Repeat only the lines below from the one that contains "# test: mark one point on the kangaroo's open" through the final line, exactly. Omit pictures.

[BEGIN SUPPLIED RECORDS]

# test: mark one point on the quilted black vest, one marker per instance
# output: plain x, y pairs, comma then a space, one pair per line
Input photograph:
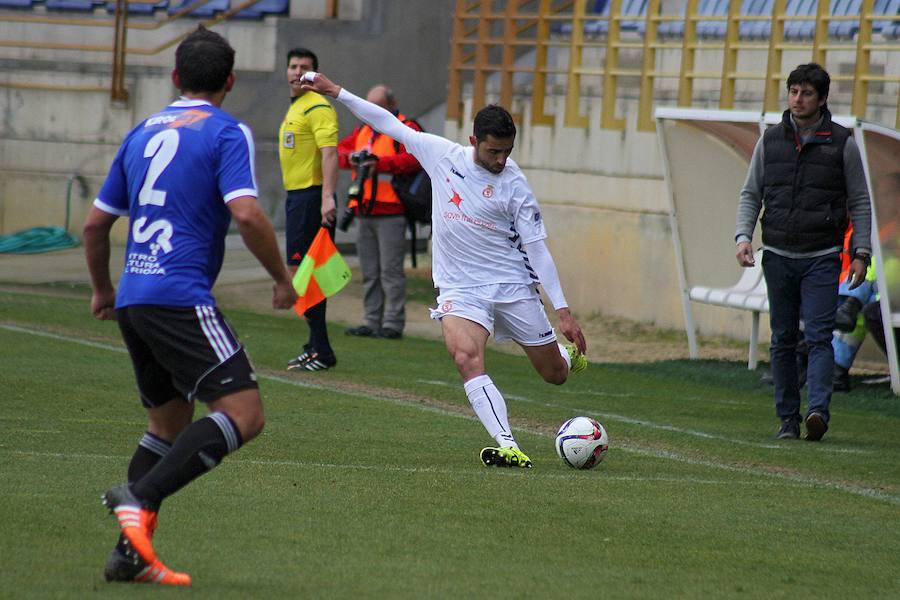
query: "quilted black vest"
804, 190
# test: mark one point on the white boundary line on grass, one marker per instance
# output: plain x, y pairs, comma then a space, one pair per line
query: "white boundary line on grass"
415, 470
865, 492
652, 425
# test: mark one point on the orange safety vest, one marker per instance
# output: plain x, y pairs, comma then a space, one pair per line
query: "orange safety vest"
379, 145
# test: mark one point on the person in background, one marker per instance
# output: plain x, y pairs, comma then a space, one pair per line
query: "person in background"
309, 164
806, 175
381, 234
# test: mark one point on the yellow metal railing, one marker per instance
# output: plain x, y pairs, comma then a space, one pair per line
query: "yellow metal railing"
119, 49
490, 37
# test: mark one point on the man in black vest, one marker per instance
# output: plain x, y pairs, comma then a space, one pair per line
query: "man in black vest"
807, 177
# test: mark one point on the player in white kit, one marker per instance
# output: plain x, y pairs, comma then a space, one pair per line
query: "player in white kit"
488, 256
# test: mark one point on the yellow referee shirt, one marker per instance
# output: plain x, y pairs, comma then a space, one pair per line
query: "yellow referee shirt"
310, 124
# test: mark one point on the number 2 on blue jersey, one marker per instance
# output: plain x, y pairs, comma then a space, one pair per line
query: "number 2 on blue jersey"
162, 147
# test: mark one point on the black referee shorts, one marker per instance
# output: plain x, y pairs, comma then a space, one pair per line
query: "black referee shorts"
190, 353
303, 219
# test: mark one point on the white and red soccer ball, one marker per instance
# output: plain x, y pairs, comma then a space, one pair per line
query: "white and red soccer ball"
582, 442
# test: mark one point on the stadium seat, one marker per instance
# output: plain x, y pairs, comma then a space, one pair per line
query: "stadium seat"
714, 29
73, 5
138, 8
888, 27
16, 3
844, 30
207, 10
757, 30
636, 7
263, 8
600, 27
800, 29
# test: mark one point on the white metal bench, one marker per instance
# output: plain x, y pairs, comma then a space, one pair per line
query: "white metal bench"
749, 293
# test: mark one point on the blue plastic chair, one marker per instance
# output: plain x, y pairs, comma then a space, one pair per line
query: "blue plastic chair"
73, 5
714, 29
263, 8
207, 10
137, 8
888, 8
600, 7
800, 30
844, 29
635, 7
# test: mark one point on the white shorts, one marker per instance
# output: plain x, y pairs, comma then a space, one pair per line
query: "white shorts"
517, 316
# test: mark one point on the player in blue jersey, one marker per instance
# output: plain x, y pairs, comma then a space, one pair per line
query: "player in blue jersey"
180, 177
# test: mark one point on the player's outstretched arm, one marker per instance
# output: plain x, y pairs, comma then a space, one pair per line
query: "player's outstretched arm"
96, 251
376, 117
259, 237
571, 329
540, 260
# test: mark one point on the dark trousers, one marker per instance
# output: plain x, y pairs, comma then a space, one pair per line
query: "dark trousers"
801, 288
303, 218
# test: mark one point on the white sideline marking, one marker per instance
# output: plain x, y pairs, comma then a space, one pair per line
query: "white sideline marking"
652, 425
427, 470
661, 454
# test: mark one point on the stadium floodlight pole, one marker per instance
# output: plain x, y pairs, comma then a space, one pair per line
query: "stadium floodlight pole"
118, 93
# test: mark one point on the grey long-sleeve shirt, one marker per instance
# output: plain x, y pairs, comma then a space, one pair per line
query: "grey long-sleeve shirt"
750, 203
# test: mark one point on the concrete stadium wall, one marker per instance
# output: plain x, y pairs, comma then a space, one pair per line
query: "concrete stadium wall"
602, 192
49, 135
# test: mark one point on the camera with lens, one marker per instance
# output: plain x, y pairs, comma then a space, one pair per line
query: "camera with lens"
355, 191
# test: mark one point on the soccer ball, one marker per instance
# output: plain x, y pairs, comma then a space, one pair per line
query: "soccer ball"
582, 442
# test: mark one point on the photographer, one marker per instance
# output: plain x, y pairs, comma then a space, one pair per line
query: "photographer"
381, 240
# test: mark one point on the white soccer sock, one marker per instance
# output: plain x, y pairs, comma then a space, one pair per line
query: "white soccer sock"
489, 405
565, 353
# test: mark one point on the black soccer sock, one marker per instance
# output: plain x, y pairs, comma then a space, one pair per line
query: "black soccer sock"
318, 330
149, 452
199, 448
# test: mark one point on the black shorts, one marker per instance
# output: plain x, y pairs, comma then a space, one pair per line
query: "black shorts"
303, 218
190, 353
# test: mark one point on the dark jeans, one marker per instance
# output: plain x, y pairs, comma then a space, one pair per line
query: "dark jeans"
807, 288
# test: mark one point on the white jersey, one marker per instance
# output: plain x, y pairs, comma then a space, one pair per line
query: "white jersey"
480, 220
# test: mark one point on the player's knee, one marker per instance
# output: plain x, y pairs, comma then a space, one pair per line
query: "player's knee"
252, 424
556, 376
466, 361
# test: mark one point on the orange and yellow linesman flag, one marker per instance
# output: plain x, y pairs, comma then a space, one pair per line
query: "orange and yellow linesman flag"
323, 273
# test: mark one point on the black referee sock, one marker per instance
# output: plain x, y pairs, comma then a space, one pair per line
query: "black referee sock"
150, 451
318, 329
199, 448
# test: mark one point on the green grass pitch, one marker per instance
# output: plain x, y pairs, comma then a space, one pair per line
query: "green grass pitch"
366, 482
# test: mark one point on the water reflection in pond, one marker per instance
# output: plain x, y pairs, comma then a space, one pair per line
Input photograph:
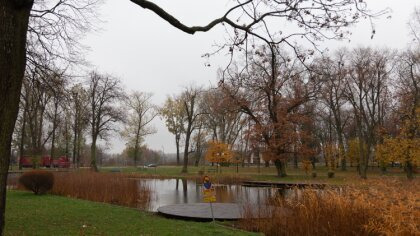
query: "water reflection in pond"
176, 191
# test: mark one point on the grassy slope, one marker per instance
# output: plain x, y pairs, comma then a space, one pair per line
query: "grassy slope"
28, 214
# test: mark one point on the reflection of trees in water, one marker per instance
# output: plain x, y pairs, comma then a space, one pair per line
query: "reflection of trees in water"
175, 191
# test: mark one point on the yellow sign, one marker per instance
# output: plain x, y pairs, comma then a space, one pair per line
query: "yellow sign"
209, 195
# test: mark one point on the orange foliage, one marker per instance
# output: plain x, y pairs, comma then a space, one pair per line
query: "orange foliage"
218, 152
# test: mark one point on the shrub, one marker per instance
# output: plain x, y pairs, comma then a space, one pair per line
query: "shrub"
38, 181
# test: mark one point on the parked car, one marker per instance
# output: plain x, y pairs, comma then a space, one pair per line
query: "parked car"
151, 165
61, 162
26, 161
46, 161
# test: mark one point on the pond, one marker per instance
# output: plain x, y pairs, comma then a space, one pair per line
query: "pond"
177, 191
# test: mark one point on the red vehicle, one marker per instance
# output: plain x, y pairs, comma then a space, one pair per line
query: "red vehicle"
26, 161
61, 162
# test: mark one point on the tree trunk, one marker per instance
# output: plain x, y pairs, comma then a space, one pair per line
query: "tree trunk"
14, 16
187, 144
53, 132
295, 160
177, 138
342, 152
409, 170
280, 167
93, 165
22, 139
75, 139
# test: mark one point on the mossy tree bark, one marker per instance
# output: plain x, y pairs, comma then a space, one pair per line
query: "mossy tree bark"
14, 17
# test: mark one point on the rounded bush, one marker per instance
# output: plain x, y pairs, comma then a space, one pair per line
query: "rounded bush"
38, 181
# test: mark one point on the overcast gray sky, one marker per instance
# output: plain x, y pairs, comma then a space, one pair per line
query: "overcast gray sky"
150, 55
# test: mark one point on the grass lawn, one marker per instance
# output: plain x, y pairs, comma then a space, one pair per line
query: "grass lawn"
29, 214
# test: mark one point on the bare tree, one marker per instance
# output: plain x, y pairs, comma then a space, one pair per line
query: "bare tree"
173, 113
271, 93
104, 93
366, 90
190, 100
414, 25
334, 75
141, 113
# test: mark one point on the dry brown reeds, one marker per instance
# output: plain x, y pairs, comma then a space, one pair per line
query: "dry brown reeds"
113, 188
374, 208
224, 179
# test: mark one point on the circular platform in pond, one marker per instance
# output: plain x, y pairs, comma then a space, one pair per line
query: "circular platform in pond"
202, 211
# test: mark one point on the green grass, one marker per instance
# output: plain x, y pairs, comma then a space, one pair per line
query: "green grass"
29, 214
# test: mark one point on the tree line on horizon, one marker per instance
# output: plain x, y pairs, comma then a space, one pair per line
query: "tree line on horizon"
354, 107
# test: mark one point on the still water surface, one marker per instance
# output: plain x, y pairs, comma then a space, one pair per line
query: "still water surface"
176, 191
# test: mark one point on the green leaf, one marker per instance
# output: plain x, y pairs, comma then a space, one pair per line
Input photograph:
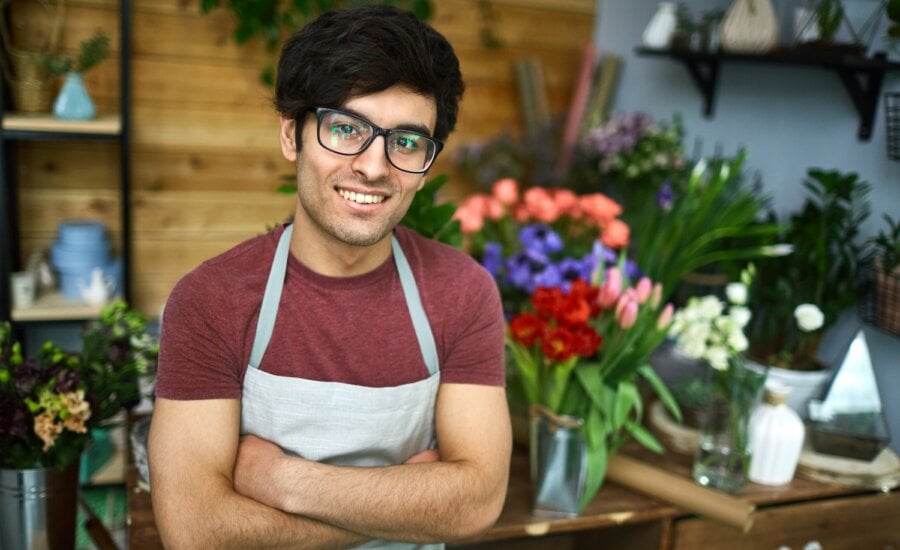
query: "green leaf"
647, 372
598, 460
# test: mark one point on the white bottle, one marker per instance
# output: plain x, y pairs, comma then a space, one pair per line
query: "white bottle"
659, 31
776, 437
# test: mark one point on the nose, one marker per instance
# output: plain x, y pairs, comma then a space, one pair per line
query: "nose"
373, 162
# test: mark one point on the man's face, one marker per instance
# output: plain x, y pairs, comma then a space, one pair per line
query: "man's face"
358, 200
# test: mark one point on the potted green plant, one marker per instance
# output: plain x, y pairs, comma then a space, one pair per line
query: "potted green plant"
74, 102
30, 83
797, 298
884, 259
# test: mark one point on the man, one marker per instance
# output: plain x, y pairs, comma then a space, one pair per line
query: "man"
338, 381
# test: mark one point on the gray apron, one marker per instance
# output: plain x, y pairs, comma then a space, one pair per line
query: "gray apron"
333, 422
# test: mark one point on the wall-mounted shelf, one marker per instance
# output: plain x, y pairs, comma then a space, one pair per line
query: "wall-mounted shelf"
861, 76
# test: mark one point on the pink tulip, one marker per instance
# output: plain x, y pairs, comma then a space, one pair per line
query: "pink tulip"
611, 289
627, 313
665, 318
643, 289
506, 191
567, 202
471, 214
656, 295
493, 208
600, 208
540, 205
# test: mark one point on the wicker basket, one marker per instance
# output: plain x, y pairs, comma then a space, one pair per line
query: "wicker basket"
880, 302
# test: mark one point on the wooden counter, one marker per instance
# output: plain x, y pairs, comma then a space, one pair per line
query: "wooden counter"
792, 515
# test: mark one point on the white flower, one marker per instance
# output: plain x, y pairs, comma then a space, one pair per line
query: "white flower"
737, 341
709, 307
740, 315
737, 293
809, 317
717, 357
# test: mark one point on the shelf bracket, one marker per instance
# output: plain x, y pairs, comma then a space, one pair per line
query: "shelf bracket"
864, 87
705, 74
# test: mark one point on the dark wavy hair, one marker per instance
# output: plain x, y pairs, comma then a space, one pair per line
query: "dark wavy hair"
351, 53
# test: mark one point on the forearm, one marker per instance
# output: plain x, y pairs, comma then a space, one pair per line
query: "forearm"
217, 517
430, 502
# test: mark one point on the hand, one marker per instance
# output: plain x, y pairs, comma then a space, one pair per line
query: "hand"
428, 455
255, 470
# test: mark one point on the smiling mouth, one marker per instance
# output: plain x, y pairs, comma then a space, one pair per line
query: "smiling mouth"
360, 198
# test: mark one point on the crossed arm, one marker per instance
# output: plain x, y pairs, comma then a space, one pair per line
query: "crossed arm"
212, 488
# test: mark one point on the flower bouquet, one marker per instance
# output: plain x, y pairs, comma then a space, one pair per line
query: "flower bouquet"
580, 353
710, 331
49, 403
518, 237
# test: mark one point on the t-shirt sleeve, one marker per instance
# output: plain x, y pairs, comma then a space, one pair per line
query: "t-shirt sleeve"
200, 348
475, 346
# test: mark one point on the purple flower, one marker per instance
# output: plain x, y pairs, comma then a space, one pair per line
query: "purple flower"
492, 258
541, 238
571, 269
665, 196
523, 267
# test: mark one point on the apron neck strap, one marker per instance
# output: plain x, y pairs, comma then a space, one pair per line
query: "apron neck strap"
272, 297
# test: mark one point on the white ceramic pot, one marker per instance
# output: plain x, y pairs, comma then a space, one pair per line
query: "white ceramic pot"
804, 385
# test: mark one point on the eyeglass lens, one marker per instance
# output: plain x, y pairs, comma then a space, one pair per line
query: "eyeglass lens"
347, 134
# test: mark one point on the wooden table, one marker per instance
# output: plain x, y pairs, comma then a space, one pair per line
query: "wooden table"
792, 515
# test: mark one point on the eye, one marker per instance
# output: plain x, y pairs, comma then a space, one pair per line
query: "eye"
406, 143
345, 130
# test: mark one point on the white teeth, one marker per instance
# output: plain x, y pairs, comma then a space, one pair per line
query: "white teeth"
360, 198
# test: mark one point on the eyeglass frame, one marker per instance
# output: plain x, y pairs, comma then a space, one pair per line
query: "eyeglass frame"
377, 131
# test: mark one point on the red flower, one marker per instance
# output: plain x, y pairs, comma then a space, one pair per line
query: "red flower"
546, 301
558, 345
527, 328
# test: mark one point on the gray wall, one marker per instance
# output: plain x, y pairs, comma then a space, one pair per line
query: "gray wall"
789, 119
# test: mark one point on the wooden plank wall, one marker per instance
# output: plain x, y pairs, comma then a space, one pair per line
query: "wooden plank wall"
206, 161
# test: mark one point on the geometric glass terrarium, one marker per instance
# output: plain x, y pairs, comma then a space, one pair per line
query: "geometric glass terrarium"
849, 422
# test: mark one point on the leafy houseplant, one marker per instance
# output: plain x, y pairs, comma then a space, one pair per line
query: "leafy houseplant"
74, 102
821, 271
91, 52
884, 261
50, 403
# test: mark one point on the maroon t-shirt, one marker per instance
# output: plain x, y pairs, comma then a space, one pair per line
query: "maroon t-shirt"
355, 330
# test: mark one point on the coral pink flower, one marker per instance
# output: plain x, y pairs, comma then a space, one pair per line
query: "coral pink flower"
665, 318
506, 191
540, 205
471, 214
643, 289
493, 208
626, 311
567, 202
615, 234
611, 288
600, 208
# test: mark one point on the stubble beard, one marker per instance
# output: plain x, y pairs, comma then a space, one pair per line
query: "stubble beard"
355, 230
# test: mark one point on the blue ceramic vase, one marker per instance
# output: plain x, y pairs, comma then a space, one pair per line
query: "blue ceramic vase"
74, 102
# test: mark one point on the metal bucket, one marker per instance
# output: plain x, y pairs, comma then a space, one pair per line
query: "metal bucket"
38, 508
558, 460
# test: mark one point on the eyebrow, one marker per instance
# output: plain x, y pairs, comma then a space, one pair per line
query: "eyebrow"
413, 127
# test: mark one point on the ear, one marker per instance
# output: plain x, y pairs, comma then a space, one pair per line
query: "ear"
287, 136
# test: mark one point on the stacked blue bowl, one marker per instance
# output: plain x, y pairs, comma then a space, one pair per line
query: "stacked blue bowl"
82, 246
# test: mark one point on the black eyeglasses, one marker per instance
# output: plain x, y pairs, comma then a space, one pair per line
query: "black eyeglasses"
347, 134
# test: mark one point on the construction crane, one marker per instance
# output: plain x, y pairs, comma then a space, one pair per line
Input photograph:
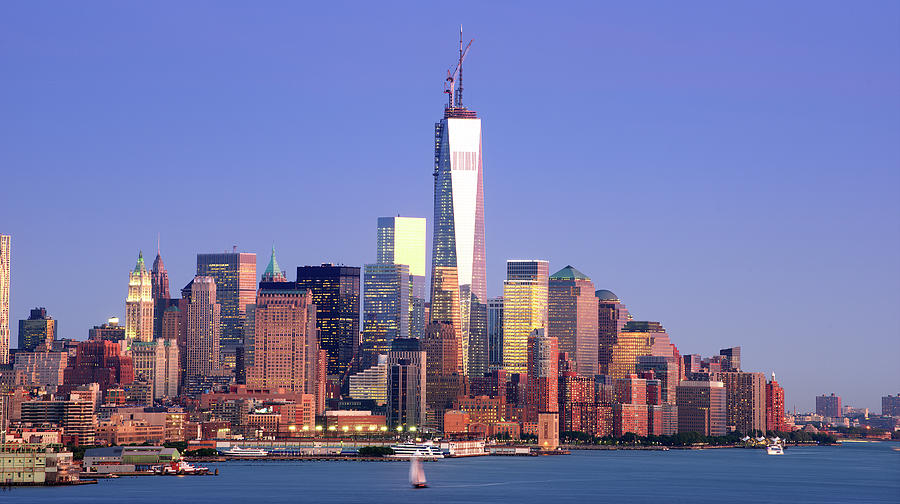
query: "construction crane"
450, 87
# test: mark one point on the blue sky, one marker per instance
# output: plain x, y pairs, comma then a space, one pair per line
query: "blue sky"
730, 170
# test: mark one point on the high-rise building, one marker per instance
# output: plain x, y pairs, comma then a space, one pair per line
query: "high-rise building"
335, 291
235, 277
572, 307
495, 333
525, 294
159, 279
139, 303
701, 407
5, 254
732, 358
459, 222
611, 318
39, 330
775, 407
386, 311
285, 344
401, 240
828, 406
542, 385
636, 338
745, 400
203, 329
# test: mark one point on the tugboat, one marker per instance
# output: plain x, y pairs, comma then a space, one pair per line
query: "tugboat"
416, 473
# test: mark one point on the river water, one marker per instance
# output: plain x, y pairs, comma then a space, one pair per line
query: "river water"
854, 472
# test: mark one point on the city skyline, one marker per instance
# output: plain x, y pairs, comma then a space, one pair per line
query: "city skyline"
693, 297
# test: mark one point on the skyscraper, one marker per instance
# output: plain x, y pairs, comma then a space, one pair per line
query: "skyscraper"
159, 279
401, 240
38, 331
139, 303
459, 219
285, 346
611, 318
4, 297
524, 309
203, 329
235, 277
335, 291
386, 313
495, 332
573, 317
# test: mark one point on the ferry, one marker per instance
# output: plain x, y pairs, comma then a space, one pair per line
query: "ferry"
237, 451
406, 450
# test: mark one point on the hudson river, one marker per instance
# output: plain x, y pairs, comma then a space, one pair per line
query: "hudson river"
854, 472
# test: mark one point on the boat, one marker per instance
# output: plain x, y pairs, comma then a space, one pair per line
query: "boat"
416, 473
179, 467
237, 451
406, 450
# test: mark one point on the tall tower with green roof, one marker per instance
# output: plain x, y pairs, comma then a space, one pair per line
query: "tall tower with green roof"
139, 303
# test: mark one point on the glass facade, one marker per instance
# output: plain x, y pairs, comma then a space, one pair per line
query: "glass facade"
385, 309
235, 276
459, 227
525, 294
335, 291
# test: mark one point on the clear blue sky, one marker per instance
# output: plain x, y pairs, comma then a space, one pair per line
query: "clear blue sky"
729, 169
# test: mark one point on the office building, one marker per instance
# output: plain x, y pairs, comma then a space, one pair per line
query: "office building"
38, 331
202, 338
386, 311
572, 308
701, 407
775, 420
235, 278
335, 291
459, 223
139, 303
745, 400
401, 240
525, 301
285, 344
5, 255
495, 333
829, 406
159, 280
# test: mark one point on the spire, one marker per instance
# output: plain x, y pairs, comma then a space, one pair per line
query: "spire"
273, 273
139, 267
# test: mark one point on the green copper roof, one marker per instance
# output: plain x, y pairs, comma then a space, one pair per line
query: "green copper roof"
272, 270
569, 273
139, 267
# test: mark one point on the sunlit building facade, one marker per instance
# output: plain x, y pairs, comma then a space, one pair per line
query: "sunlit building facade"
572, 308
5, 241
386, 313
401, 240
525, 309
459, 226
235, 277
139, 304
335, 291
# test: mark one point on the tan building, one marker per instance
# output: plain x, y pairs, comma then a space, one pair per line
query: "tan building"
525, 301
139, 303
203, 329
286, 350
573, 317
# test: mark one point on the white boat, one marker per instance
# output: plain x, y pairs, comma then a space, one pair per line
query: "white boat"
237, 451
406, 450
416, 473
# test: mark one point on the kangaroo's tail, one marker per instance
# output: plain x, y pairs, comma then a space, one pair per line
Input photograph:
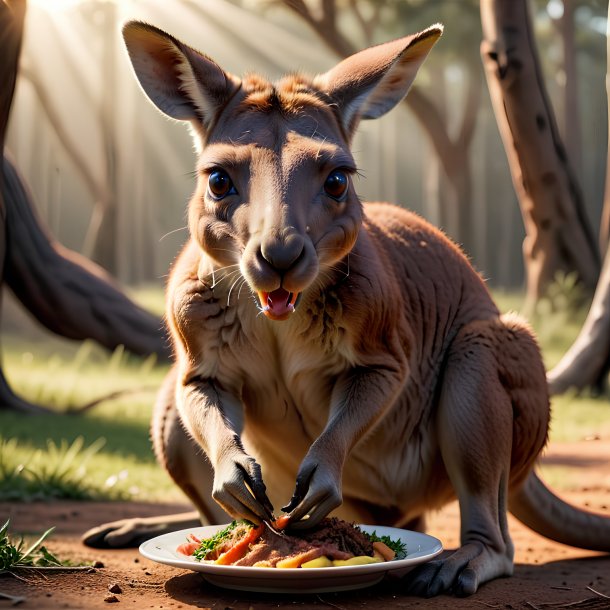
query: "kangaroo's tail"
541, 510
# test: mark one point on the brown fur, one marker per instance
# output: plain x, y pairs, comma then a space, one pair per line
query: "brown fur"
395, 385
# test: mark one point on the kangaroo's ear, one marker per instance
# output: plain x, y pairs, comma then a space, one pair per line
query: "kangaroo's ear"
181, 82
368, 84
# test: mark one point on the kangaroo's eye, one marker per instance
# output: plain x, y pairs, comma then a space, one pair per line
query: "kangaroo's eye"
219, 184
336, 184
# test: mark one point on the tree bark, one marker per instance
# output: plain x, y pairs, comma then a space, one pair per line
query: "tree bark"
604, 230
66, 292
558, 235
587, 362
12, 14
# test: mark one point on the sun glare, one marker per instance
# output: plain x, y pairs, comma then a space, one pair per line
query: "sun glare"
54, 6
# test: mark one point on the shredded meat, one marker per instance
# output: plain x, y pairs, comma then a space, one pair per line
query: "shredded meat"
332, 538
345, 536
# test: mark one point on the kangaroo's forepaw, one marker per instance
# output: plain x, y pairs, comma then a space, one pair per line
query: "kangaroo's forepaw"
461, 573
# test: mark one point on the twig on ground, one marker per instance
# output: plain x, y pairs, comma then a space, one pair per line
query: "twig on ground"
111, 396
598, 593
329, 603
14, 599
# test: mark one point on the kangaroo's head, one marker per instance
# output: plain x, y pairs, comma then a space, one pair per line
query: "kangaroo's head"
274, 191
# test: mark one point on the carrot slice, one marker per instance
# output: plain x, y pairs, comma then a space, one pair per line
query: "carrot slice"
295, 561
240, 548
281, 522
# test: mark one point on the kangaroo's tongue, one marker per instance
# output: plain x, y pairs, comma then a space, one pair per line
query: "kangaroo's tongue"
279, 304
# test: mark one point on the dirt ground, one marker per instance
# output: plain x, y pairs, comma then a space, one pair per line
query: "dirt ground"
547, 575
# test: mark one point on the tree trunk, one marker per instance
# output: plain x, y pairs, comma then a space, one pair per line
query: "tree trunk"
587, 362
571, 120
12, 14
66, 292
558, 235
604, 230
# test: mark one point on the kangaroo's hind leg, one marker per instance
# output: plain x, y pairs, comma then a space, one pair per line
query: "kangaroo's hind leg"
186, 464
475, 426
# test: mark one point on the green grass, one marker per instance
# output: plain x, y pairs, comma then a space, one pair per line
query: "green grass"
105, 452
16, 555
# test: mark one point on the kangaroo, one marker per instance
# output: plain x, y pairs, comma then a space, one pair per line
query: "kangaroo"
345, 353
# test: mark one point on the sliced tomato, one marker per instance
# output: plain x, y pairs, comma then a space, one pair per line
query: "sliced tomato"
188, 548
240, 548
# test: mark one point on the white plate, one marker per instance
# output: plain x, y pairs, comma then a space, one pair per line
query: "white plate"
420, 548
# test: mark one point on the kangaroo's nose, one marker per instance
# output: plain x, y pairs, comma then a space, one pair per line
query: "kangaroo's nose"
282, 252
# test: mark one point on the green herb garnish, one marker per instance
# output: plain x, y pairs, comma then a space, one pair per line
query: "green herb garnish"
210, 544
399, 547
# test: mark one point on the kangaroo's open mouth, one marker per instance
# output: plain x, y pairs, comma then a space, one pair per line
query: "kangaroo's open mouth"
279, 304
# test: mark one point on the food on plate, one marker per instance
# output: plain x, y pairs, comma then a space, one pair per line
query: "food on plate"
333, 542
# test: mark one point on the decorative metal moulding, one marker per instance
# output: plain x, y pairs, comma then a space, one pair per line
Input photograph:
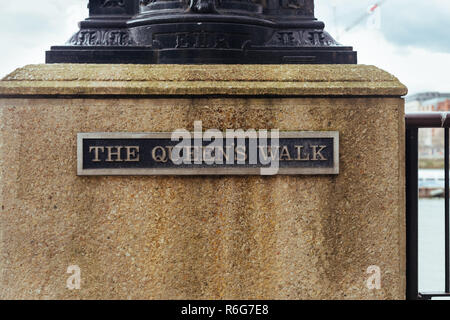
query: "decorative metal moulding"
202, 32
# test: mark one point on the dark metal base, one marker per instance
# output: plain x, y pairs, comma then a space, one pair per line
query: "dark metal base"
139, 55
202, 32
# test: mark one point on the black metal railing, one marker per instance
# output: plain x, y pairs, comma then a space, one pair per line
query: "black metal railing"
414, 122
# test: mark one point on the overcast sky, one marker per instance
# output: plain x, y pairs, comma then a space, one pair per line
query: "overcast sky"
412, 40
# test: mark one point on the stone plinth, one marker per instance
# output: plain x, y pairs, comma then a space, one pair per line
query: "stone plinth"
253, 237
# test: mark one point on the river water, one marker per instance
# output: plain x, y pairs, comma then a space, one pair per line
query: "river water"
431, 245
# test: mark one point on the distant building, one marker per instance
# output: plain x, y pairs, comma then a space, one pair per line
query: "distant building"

[END SUPPLIED RECORDS]

_TASK RESPONSE_:
# test: mark one point on the kangaroo's open mouth, one marker per instance
# output: plain x, y pairs, comma then a space, one pair per line
query: "kangaroo's open mouth"
279, 304
# test: mark one point on the food on plate, one marker per instance
# output: plain x, y pairs, comma then a space, one pair per line
query: "food on plate"
333, 542
# test: mark one point on the decorative metal moulding, one marker per instance
# output: plain x, y pairs, comma then a space, one pair per line
Input photograph:
query: "decorative metal moulding"
202, 32
# test: mark one point on the dark metal base, one marker per instance
# output: plain x, y pairs, comma then a space, one pair per line
query: "dark metal base"
139, 55
202, 32
# test: mark one point on the black metal railing, one marker per instance
# output: plain x, y pairs, comma then a space, one pair per line
query: "black metal railing"
414, 122
# test: mark one point on the overcast sky, one marker per instance
# output: plain x, y pairs, comma then a space, one pair per line
query: "overcast sky"
412, 40
# test: mark one point on the stone plinth, one marker per instance
# output: plain x, y pairs, comma then a space, one pair per line
query: "stone plinth"
253, 237
# test: mark one point on the river water, one marker per instance
# output: plain x, y pairs, comma then a space, one pair per line
query: "river water"
431, 245
# test: mark one point on the distant building, one marker per instance
# output: plain x, y pairs, comma then a space, one pair per line
query: "distant building"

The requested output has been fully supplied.